BEGIN DATA SUPPLIED
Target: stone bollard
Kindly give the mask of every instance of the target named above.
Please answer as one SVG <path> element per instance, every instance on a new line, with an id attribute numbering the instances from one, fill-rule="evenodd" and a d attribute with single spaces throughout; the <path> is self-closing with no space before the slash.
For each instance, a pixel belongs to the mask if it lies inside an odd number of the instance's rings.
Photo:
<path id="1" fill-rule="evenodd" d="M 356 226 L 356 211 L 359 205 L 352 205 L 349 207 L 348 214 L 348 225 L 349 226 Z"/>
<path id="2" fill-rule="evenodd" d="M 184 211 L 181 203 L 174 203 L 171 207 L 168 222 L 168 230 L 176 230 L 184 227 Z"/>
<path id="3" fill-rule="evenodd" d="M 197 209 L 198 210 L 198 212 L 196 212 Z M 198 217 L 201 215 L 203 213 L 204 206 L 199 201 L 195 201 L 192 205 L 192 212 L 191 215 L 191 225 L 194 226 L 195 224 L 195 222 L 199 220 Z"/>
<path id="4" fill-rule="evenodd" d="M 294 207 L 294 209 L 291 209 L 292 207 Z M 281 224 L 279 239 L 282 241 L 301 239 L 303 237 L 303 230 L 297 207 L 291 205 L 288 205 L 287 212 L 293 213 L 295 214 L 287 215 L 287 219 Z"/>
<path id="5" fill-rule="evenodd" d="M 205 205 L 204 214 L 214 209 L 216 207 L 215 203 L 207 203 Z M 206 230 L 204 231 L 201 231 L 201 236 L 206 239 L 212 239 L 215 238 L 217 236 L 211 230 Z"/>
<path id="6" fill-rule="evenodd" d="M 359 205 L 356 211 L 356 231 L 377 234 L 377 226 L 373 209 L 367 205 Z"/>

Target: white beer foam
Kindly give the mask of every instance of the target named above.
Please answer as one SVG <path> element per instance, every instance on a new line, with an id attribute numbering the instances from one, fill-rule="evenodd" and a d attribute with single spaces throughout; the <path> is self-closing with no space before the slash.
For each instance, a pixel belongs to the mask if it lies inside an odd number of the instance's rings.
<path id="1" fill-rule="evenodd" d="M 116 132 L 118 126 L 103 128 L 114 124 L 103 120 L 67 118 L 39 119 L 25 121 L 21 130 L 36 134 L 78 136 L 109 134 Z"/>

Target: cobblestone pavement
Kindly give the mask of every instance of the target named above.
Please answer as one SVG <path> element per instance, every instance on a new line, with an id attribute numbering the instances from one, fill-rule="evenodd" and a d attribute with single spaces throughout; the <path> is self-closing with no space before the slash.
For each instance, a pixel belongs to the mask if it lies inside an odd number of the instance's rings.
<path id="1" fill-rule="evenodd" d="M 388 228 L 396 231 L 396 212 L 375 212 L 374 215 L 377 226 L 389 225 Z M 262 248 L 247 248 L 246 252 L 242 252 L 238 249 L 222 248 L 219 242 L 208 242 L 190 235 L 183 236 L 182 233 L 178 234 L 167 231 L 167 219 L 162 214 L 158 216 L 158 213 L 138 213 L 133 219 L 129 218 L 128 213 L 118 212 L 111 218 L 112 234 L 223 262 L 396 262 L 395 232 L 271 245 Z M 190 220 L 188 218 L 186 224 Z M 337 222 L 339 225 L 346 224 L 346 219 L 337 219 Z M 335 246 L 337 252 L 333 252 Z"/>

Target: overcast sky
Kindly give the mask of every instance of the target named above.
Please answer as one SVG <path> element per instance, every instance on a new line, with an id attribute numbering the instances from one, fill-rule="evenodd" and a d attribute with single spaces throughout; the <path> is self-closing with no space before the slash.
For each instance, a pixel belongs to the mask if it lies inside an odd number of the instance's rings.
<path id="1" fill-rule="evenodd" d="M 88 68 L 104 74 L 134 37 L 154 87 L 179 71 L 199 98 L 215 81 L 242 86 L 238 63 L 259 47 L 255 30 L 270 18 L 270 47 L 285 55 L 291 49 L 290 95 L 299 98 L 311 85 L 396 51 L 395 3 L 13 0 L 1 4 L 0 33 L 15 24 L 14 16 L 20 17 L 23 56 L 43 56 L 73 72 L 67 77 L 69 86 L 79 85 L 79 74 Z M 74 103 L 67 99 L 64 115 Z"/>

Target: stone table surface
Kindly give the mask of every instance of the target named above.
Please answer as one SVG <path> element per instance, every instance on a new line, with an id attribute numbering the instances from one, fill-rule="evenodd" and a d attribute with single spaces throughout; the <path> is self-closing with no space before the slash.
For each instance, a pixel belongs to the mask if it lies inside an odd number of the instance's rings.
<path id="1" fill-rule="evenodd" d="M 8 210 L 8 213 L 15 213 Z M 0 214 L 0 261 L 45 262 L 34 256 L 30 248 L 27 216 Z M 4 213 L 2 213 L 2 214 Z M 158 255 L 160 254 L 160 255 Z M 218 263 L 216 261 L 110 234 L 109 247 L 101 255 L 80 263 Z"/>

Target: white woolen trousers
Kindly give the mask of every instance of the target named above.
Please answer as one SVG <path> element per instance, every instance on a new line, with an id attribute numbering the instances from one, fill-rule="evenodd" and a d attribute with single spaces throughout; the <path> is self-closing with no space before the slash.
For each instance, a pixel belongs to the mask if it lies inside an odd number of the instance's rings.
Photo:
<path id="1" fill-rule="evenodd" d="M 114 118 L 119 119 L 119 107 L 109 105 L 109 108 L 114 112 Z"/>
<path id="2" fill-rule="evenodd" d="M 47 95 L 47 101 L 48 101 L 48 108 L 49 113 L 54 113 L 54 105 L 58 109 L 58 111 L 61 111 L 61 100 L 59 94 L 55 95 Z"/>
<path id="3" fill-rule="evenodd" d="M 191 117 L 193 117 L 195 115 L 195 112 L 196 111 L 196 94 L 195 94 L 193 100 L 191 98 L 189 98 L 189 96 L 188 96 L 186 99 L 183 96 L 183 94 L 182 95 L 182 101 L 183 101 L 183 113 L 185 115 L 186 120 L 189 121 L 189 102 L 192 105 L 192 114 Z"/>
END DATA SUPPLIED
Please express every line of the material above as a JSON list of strings, one string per line, with blank lines left out.

WRITTEN RESPONSE |
[
  "Target: stone bollard",
  "Kindly give the mask of every instance of the target named above.",
  "Please answer as one SVG <path> element per instance, every instance on a new line, with an id attribute numbering the instances from one, fill-rule=\"evenodd\" and a d attribute with single spaces throughout; the <path> is self-closing with no space before the slash.",
  "For each instance, a pixel belongs to the mask if it lies inside an odd number of the instance's rings.",
  "Photo:",
  "<path id=\"1\" fill-rule=\"evenodd\" d=\"M 356 226 L 356 211 L 359 205 L 352 205 L 349 207 L 348 214 L 348 225 L 349 226 Z\"/>",
  "<path id=\"2\" fill-rule=\"evenodd\" d=\"M 184 211 L 181 203 L 174 203 L 171 207 L 168 222 L 168 230 L 176 230 L 184 227 Z\"/>",
  "<path id=\"3\" fill-rule=\"evenodd\" d=\"M 197 209 L 198 210 L 198 212 L 196 212 Z M 198 217 L 201 215 L 203 213 L 204 206 L 199 201 L 195 201 L 192 205 L 192 212 L 191 215 L 191 225 L 194 226 L 195 224 L 195 222 L 199 220 Z\"/>",
  "<path id=\"4\" fill-rule=\"evenodd\" d=\"M 294 207 L 294 209 L 291 209 L 292 207 Z M 281 224 L 279 239 L 282 241 L 301 239 L 303 237 L 303 230 L 297 207 L 291 205 L 288 205 L 287 212 L 293 213 L 295 214 L 287 215 L 287 219 Z\"/>",
  "<path id=\"5\" fill-rule=\"evenodd\" d=\"M 205 205 L 204 214 L 214 209 L 216 207 L 215 203 L 207 203 Z M 206 230 L 204 231 L 201 231 L 201 236 L 206 239 L 212 239 L 215 238 L 217 236 L 211 230 Z\"/>",
  "<path id=\"6\" fill-rule=\"evenodd\" d=\"M 359 205 L 356 211 L 356 231 L 377 234 L 377 226 L 373 209 L 367 205 Z\"/>",
  "Target: white beer foam",
  "Kindly give the mask of every instance of the target named above.",
  "Please answer as one SVG <path> element per instance, every instance on a new line, with an id attribute numbering the instances from one, fill-rule=\"evenodd\" and a d attribute with single spaces throughout; the <path> is self-closing with no space before the slash.",
  "For each instance, a pixel belongs to the mask if it lies inside an odd number of the instance's rings.",
  "<path id=\"1\" fill-rule=\"evenodd\" d=\"M 116 132 L 118 126 L 103 128 L 114 124 L 103 120 L 67 118 L 39 119 L 25 121 L 21 130 L 36 134 L 78 136 L 109 134 Z\"/>",
  "Target: cobblestone pavement",
  "Kindly give the mask of every instance of the target named above.",
  "Please answer as one SVG <path> element per instance, every instance on a new line, with an id attribute numbering the instances from one, fill-rule=\"evenodd\" and a d attribute with single spaces throughout; the <path> is self-closing with no space before the slash.",
  "For each instance, a pixel belongs to the mask if it lies inside an odd number of the instance's rings.",
  "<path id=\"1\" fill-rule=\"evenodd\" d=\"M 388 228 L 396 231 L 396 212 L 375 212 L 374 215 L 377 226 L 389 225 Z M 262 248 L 247 248 L 246 252 L 242 252 L 238 249 L 222 248 L 219 242 L 208 242 L 190 235 L 183 236 L 182 233 L 178 234 L 167 231 L 167 219 L 162 214 L 158 216 L 158 213 L 138 213 L 133 219 L 129 218 L 128 213 L 118 212 L 111 218 L 112 234 L 223 262 L 396 262 L 395 232 L 271 245 Z M 190 220 L 188 218 L 186 224 Z M 337 222 L 339 225 L 346 224 L 346 219 L 337 219 Z M 335 246 L 337 252 L 333 252 Z\"/>",
  "Target: overcast sky",
  "Kindly give the mask of every instance of the target named above.",
  "Please answer as one SVG <path> element per instance, every instance on a new line, with an id attribute numbering the instances from one, fill-rule=\"evenodd\" and a d attribute with single spaces throughout; the <path> is self-closing with no space before the slash.",
  "For each instance, a pixel belongs to the mask if it lies inside an odd number of the instance's rings.",
  "<path id=\"1\" fill-rule=\"evenodd\" d=\"M 88 68 L 104 74 L 134 37 L 154 87 L 179 71 L 199 98 L 215 81 L 242 86 L 238 63 L 259 47 L 255 30 L 270 18 L 270 47 L 285 55 L 291 49 L 290 95 L 299 98 L 311 85 L 396 51 L 395 3 L 13 0 L 1 4 L 0 33 L 15 24 L 14 16 L 20 17 L 23 56 L 43 56 L 73 72 L 67 77 L 69 86 L 79 85 L 79 74 Z M 74 103 L 67 99 L 64 115 Z\"/>",
  "Target: stone table surface",
  "Kindly give the mask of every instance of the target named above.",
  "Please answer as one SVG <path> element per instance, every instance on a new line, with an id attribute numbering the instances from one, fill-rule=\"evenodd\" and a d attribute with single spaces throughout; the <path> is self-closing with no space before the slash.",
  "For each instance, a pixel belongs to the mask if it lies inside an odd number of the instance's rings.",
  "<path id=\"1\" fill-rule=\"evenodd\" d=\"M 8 210 L 8 213 L 15 213 Z M 0 214 L 0 261 L 45 262 L 34 256 L 30 248 L 27 216 Z M 4 213 L 2 213 L 2 214 Z M 158 255 L 160 254 L 160 255 Z M 218 263 L 216 261 L 110 234 L 109 247 L 101 255 L 80 263 Z\"/>",
  "Target: white woolen trousers",
  "Kindly give the mask of every instance of the target named above.",
  "Please answer as one SVG <path> element per instance, every instance on a new line, with an id attribute numbering the instances from one, fill-rule=\"evenodd\" and a d attribute with single spaces throughout; the <path> is self-closing with no space before the slash.",
  "For each instance, a pixel belongs to the mask if it lies inside an odd number of the instance's rings.",
  "Photo:",
  "<path id=\"1\" fill-rule=\"evenodd\" d=\"M 114 118 L 119 119 L 119 107 L 109 105 L 109 108 L 114 112 Z\"/>",
  "<path id=\"2\" fill-rule=\"evenodd\" d=\"M 47 95 L 47 101 L 48 101 L 48 108 L 49 113 L 54 113 L 54 105 L 58 109 L 58 111 L 61 111 L 61 100 L 59 94 L 55 95 Z\"/>",
  "<path id=\"3\" fill-rule=\"evenodd\" d=\"M 191 117 L 193 117 L 195 115 L 195 112 L 196 111 L 196 94 L 195 94 L 193 100 L 191 98 L 189 98 L 189 96 L 188 96 L 186 99 L 183 96 L 183 94 L 182 95 L 182 101 L 183 101 L 183 113 L 185 115 L 186 120 L 189 121 L 189 102 L 192 105 L 192 114 Z\"/>"
]